Jennifer Jacobs, Bloomberg News on

Published in News & Features

WASHINGTON -- The sudden resignation of one of President Donald Trump's top aides amid allegations of domestic abuse raised fresh questions about chief of staff John Kelly's ability to bring a tumultuous White House under control.

The episode risked tarnishing Kelly's reputation for running a tight ship and possibly weakened his political clout in Washington at a time when Trump is looking to build support on both sides of the aisle over contentious issues like immigration.

Kelly's ability to lead is also being questioned within the West Wing: several White House aides said that he had failed Trump if he had known about the allegations against staff secretary Rob Porter and not informed the president.

Kelly came further criticism for his response. When Porter resigned on Wednesday, Kelly offered only a glowing statement of the senior aide. Later that evening, he released a second statement, saying that he "was shocked by the new allegations" and that "there is no place for domestic violence in our society."

People familiar with the matter said Kelly was aware there were issues in Porter's past impeding his permanent security clearance more than a year into his tenure. White House officials declined to go into more detail about how much Kelly knew about them and when he had first been informed.

Porter has denied the allegations.

When asked in a briefing on Thursday why the White House and Kelly had stood behind Porter amid the allegations, Deputy White House Press Secretary Raj Shah acknowledged that communications had reflected their positive views of Porter as a colleague.

"I think it's fair to say that we all could have done better over the last few hours -- or last few days -- in dealing with this situation," Shah said. "The emerging reports were not reflective of the individual who we had come to know."

Shah said that Kelly only became "fully aware" of the allegations this week. He declined to give details about how much the chief of staff had known before that. Shah added that Kelly retained the president's confidence.

On Thursday night, a White House official released a letter that Kelly had written to White House employees seeking to allay their concerns over the accusations against Porter.

"I want you to know that we all take matters of domestic violence very seriously," Kelly said in the letter. "We understand the shock, pain and confusion that these allegations have caused in our workplace."

Source information:
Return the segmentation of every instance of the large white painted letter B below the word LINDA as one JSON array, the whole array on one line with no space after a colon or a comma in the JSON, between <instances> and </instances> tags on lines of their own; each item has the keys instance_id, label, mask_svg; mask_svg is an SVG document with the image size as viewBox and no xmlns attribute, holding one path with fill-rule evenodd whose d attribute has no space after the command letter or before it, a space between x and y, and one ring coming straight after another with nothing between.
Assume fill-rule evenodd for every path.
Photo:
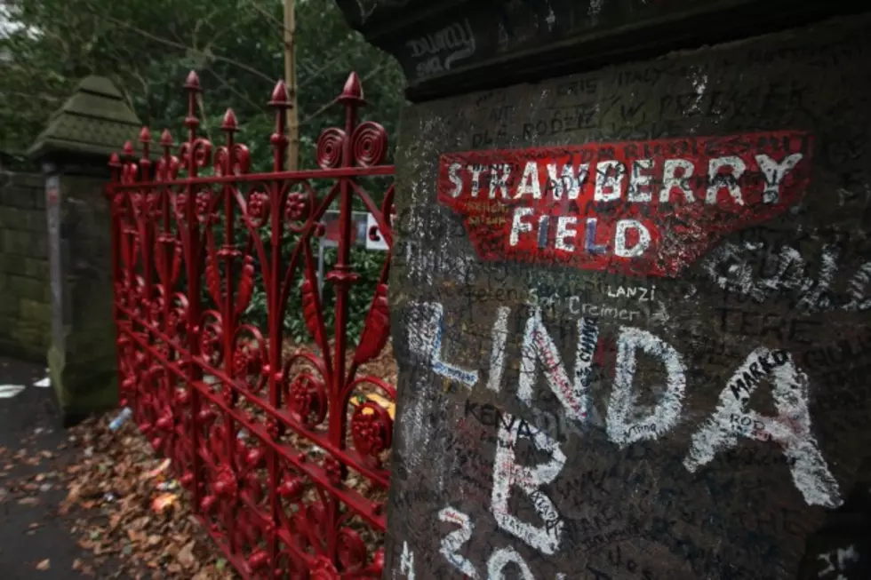
<instances>
[{"instance_id":1,"label":"large white painted letter B below the word LINDA","mask_svg":"<svg viewBox=\"0 0 871 580\"><path fill-rule=\"evenodd\" d=\"M556 479L565 465L565 455L559 443L542 433L523 420L505 415L504 423L499 423L499 438L496 445L496 457L493 460L493 491L491 509L499 528L510 532L531 545L539 552L554 554L562 541L565 522L540 486L547 485ZM518 465L515 459L515 446L523 429L525 436L540 451L550 454L547 463L529 467ZM544 522L544 526L534 526L519 520L508 512L508 497L511 489L523 491L529 497L535 512Z\"/></svg>"}]
</instances>

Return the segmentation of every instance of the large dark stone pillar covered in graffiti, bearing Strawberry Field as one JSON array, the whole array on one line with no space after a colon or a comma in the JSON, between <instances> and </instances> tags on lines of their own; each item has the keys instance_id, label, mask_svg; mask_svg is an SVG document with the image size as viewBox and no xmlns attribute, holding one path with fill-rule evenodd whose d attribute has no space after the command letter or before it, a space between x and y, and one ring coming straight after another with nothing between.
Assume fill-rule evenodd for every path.
<instances>
[{"instance_id":1,"label":"large dark stone pillar covered in graffiti, bearing Strawberry Field","mask_svg":"<svg viewBox=\"0 0 871 580\"><path fill-rule=\"evenodd\" d=\"M387 577L871 577L871 18L340 4L415 101Z\"/></svg>"}]
</instances>

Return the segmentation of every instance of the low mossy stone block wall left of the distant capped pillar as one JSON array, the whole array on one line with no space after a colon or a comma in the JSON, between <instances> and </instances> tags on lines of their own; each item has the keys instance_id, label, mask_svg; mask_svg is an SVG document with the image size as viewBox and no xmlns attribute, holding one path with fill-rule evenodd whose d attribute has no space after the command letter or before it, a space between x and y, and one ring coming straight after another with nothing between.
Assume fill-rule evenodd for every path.
<instances>
[{"instance_id":1,"label":"low mossy stone block wall left of the distant capped pillar","mask_svg":"<svg viewBox=\"0 0 871 580\"><path fill-rule=\"evenodd\" d=\"M0 172L0 354L43 361L51 331L44 180Z\"/></svg>"}]
</instances>

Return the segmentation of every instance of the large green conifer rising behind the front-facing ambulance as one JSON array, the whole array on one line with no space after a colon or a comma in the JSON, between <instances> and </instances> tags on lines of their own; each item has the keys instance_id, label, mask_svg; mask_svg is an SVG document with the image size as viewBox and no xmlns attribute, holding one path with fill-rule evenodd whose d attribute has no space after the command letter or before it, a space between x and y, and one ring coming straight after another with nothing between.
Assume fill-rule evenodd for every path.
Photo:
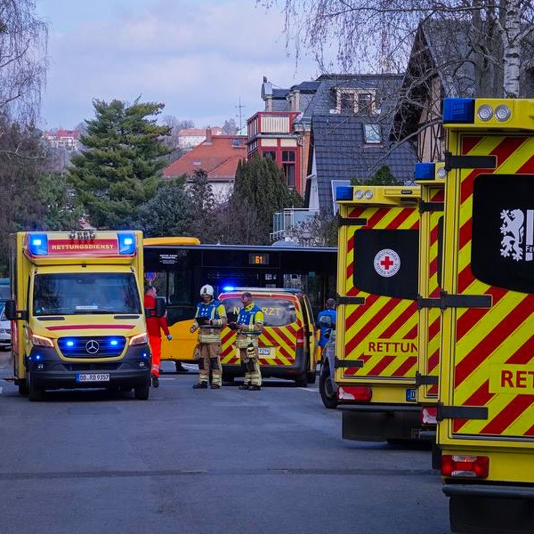
<instances>
[{"instance_id":1,"label":"large green conifer rising behind the front-facing ambulance","mask_svg":"<svg viewBox=\"0 0 534 534\"><path fill-rule=\"evenodd\" d=\"M94 100L95 118L80 137L86 147L73 156L69 180L96 228L130 228L136 209L156 194L168 153L156 124L164 104Z\"/></svg>"}]
</instances>

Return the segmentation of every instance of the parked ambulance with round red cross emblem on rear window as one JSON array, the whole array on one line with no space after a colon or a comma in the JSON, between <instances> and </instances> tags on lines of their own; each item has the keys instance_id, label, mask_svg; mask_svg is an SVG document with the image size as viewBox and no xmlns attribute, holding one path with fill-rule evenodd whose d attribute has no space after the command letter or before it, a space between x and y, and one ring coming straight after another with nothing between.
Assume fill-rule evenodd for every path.
<instances>
[{"instance_id":1,"label":"parked ambulance with round red cross emblem on rear window","mask_svg":"<svg viewBox=\"0 0 534 534\"><path fill-rule=\"evenodd\" d=\"M339 295L328 368L347 440L419 437L419 199L418 186L336 189Z\"/></svg>"}]
</instances>

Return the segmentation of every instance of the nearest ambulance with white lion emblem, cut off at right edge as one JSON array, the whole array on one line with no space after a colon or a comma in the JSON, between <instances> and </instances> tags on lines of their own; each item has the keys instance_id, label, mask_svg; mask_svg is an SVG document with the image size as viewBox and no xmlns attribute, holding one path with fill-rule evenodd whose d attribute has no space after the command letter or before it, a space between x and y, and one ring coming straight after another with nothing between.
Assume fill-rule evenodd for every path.
<instances>
[{"instance_id":1,"label":"nearest ambulance with white lion emblem, cut off at right edge","mask_svg":"<svg viewBox=\"0 0 534 534\"><path fill-rule=\"evenodd\" d=\"M453 532L534 532L534 100L443 101L438 443Z\"/></svg>"}]
</instances>

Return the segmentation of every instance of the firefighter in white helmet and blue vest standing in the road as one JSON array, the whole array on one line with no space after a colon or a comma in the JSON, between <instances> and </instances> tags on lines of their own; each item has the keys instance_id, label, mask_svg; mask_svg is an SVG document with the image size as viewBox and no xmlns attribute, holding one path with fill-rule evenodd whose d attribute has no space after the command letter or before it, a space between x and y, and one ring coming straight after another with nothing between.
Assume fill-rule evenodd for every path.
<instances>
[{"instance_id":1,"label":"firefighter in white helmet and blue vest standing in the road","mask_svg":"<svg viewBox=\"0 0 534 534\"><path fill-rule=\"evenodd\" d=\"M221 301L214 299L214 288L209 284L200 288L200 298L190 332L198 332L198 382L194 389L206 389L209 384L211 369L211 389L220 389L223 385L223 368L221 366L221 330L227 322L226 310Z\"/></svg>"}]
</instances>

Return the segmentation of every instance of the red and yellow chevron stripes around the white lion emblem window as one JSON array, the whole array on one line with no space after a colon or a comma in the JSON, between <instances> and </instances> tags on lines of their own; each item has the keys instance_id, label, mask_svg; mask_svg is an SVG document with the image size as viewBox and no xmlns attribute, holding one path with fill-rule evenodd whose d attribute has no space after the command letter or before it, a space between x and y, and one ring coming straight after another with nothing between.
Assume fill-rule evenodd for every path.
<instances>
[{"instance_id":1,"label":"red and yellow chevron stripes around the white lion emblem window","mask_svg":"<svg viewBox=\"0 0 534 534\"><path fill-rule=\"evenodd\" d=\"M457 293L491 295L489 309L458 309L453 403L485 406L488 420L455 419L456 434L534 436L534 295L492 287L474 279L470 267L473 181L478 174L534 174L534 138L526 135L463 135L461 153L494 155L493 171L462 175L460 186ZM531 364L530 371L524 368ZM522 366L522 367L520 367ZM504 372L506 369L506 372ZM506 374L507 373L507 374ZM503 377L520 388L502 387Z\"/></svg>"}]
</instances>

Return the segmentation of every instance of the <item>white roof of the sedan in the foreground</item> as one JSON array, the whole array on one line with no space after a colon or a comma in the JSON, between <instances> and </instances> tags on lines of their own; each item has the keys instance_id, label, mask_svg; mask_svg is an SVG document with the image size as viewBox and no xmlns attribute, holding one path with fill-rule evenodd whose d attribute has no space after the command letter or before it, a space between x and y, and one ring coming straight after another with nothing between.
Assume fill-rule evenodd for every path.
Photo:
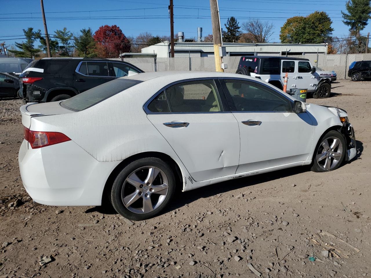
<instances>
[{"instance_id":1,"label":"white roof of the sedan in the foreground","mask_svg":"<svg viewBox=\"0 0 371 278\"><path fill-rule=\"evenodd\" d=\"M236 73L226 72L201 72L201 71L171 71L171 72L144 72L137 75L125 76L121 78L147 81L160 77L171 77L171 79L184 80L195 78L218 78L218 77L239 77L246 79L256 79L246 75L237 75Z\"/></svg>"}]
</instances>

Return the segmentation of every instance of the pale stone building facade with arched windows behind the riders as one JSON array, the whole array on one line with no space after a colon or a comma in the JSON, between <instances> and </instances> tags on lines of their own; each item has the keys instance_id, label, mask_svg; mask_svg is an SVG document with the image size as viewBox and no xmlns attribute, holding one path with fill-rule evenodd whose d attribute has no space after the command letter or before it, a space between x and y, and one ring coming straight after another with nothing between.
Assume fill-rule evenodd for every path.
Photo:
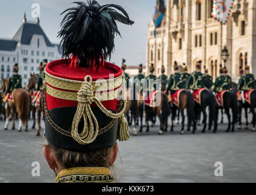
<instances>
[{"instance_id":1,"label":"pale stone building facade with arched windows behind the riders","mask_svg":"<svg viewBox=\"0 0 256 195\"><path fill-rule=\"evenodd\" d=\"M215 79L219 65L223 65L224 46L229 51L226 67L234 82L238 82L240 66L247 64L256 74L256 1L235 0L226 25L212 18L212 0L166 0L166 4L157 0L159 7L165 7L165 18L156 29L156 37L153 19L148 27L147 74L151 63L158 76L162 65L169 75L174 61L186 63L192 72L202 60L202 72L205 66Z\"/></svg>"}]
</instances>

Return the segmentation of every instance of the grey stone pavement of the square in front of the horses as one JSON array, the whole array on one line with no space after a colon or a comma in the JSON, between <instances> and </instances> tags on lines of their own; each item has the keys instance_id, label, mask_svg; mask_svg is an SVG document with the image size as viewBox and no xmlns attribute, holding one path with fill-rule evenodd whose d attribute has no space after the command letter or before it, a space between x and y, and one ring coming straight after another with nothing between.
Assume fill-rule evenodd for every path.
<instances>
[{"instance_id":1,"label":"grey stone pavement of the square in front of the horses","mask_svg":"<svg viewBox=\"0 0 256 195\"><path fill-rule=\"evenodd\" d=\"M116 177L119 182L256 182L256 133L243 128L225 133L226 127L220 124L216 134L200 133L201 126L195 135L179 135L179 125L165 135L158 135L158 126L138 133L119 143ZM32 129L3 129L0 121L0 182L54 182L42 152L46 140ZM40 163L40 177L32 177L34 161ZM223 163L223 177L214 174L216 161Z\"/></svg>"}]
</instances>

Activities:
a – In the news article about Rob Porter's resignation, what job did Porter hold at the White House?
b – Name every person mentioned by name in the news article about Rob Porter's resignation.
c – Write the next few paragraphs of the news article about Rob Porter's resignation, picking up after its last sentence.
The records have nothing to do with the news article.

Answers for the exercise:
a – Staff secretary.

b –
- Jennifer Jacobs
- Donald Trump
- John Kelly
- Rob Porter
- Raj Shah

c –
Porter's title understates his significance in the White House. He served as a clearinghouse for paperwork coming in or out of the Oval Office, and he was an important influence on policy in his own right. Few aides enjoyed greater access to the Oval Office, or spent more time in the president's company. He also played a vital role in helping Kelly try to bring order to the White House.


A president's staff secretary typically would be cleared for a level of security called Top Secret Sensitive Compartmented Information, allowing him or her to handle extremely sensitive information, according to a former White House official with knowledge of the process. The secretary would have access to two computer systems, one classified and the other unclassified, the former official said.

Staff secretaries are also typically privy to information in the classified President's Daily Briefing, a summary of intelligence on threats to the U.S., the former official said.

"The fact that Porter might have held a senior White House position without a security clearance is troubling and merits a full investigation," said Chris Lu, former cabinet secretary under President Barack Obama and senior fellow at the University of Virginia Miller Center. "I've lost count as to how many Trump appointees have been sidelined because of their past views or conduct. But this is further evidence of a non-existent vetting process."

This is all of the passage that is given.